- Consignes de l'exercice
(a) D'après le texte fourni, pourquoi la question du délai avant le mariage se pose-t-elle par rapport à la femme ?
(b) Recopiez sans rien changer le passage du texte fourni qui s'ouvre sur les mots contenant « En fait trois » et se referme sur « veulent se marier. ».

- Texte fourni
:::::

Cette question de savoir s'il est nécessaire ou pas d'attendre un délai avant de se marier se pose en fait par rapport à la femme, car elle pourrait être enceinte de l'homme avec qui elle avait vécu intimement jusqu'à avant le mariage qu'elle projette maintenant ; or l'islam entend préserver la filiation et éviter les doutes à ce sujet. Y a-t-il donc un délai à attendre avant de pouvoir se marier ?

En fait trois cas se présentent :
Cas 2.1) La dame vivait maritalement avec A (c'est-à-dire que sans lui être mariée, elle lui était fidèle), mais maintenant elle a rompu avec A et veut se marier avec Z ;
Cas 2.2) La dame avait deux amants, B et C, mais maintenant elle a rompu avec eux et veut se marier avec Z ;
Cas 2.3) La dame vivait maritalement avec A (c'est-à-dire que sans lui être mariée, elle et lui vivaient fidèlement), et maintenant, A et elle veulent se marier.

Voici différents avis à propos de chacun de ces 3 cas...

Cas 2.1) La dame vivait maritalement avec A (c'est-à-dire que sans lui être mariée, elle lui était fidèle), mais maintenant elle a rompu avec A et veut se marier avec Z ;
& Cas 2.2) La dame avait deux amants, B et C, mais maintenant elle a rompu avec eux et veut se marier avec Z :

Le Coran évoque ces deux cas, celui de ceux qui vivent leur sexualité avec des partenaires différents et celui de ceux qui, sans être mariés, se choisissent un partenaire unique avec qui ils vivent de façon libre (respectivement : "mussâfihîn" et "muttakhidhî akhdân" : Coran 5/ 5 ; et : "mussâfihât" et "muttakhidhâti akhdân" : Coran 4/25 – voir le commentaire de Ibn Abbâs cité dans Majmû' ul-fatâwâ, 32/126, 144, 123).

:::::

- Contenu des données
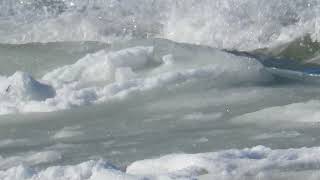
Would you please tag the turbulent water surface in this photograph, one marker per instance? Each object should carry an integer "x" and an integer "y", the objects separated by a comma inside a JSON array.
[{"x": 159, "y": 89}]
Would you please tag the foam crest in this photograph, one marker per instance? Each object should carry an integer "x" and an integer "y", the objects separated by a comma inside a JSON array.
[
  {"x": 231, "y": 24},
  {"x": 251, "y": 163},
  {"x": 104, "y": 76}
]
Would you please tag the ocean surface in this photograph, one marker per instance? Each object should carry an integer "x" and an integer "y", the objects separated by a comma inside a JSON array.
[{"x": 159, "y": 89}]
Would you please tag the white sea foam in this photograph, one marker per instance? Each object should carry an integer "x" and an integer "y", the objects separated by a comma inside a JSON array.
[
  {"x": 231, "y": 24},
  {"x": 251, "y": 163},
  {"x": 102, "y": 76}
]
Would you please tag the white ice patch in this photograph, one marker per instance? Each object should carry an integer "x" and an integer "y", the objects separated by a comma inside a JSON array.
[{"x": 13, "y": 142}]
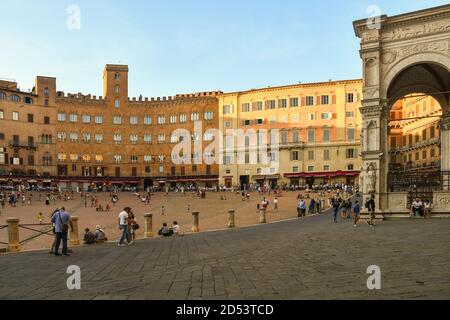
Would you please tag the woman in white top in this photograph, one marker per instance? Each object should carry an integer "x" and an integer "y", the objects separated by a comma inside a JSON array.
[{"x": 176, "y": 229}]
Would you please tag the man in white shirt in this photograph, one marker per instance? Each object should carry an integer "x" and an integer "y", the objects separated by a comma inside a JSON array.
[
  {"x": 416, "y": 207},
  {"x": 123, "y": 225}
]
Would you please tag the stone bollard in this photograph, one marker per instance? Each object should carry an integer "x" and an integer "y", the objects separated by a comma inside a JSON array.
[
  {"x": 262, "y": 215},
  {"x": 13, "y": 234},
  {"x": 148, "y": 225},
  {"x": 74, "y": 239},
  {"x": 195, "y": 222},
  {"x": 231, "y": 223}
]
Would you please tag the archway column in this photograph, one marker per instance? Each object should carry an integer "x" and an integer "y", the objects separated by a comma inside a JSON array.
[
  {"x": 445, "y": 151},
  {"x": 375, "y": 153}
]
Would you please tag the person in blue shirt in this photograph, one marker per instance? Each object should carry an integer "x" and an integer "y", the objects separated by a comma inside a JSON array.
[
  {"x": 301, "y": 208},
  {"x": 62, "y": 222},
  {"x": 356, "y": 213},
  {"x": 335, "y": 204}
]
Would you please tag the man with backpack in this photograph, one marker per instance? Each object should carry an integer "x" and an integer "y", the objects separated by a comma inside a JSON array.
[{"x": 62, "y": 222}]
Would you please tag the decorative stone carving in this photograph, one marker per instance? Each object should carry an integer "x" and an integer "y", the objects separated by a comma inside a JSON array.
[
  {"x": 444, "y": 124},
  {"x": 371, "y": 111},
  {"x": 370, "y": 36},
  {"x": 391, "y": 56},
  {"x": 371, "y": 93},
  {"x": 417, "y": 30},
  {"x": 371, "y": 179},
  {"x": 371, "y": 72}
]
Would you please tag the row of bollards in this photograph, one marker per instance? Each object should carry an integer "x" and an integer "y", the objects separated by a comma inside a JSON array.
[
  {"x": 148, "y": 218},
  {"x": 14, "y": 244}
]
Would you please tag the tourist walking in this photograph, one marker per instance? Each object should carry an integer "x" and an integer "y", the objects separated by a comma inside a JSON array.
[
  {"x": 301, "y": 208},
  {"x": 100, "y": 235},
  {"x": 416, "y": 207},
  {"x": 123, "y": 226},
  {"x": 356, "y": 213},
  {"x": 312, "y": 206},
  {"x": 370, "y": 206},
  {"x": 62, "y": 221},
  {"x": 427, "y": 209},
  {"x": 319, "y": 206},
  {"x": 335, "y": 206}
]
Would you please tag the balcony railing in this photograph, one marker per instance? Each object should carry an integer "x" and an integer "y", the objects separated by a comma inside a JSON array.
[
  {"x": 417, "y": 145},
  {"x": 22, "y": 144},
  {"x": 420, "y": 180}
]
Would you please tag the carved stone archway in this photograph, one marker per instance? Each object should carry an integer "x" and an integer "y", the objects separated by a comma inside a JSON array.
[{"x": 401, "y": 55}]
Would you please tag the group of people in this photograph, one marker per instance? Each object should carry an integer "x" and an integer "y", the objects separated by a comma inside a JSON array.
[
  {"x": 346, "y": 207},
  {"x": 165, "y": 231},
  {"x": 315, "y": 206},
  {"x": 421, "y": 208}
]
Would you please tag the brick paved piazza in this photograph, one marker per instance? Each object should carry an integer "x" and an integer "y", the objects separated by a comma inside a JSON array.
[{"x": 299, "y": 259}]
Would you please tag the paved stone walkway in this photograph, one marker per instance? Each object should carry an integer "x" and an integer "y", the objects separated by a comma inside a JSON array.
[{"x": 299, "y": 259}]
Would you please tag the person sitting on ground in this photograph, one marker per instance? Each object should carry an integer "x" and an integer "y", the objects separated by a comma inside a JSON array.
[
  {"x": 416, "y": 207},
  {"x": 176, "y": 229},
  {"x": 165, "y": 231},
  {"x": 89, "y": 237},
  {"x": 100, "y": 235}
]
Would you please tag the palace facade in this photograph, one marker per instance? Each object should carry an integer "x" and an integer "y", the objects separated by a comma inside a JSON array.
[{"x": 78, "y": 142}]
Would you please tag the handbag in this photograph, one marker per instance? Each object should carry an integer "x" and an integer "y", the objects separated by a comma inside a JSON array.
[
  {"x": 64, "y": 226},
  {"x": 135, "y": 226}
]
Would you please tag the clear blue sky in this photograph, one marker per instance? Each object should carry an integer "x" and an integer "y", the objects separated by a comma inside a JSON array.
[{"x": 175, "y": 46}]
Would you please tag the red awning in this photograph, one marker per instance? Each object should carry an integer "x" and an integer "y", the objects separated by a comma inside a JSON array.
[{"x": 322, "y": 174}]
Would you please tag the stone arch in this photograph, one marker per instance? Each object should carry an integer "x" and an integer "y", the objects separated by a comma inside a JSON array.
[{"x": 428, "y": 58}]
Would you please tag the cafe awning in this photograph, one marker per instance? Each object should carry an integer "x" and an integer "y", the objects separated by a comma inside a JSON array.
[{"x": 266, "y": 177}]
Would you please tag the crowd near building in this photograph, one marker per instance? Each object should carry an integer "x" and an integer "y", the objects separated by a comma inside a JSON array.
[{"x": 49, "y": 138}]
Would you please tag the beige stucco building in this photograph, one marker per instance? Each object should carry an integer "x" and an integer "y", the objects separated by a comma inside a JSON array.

:::::

- Réponses par tâche
(a) Parce qu'elle pourrait être enceinte de l'homme avec qui elle avait vécu intimement jusqu'à avant le mariage qu'elle projette.

(b)
En fait trois cas se présentent :
Cas 2.1) La dame vivait maritalement avec A (c'est-à-dire que sans lui être mariée, elle lui était fidèle), mais maintenant elle a rompu avec A et veut se marier avec Z ;
Cas 2.2) La dame avait deux amants, B et C, mais maintenant elle a rompu avec eux et veut se marier avec Z ;
Cas 2.3) La dame vivait maritalement avec A (c'est-à-dire que sans lui être mariée, elle et lui vivaient fidèlement), et maintenant, A et elle veulent se marier.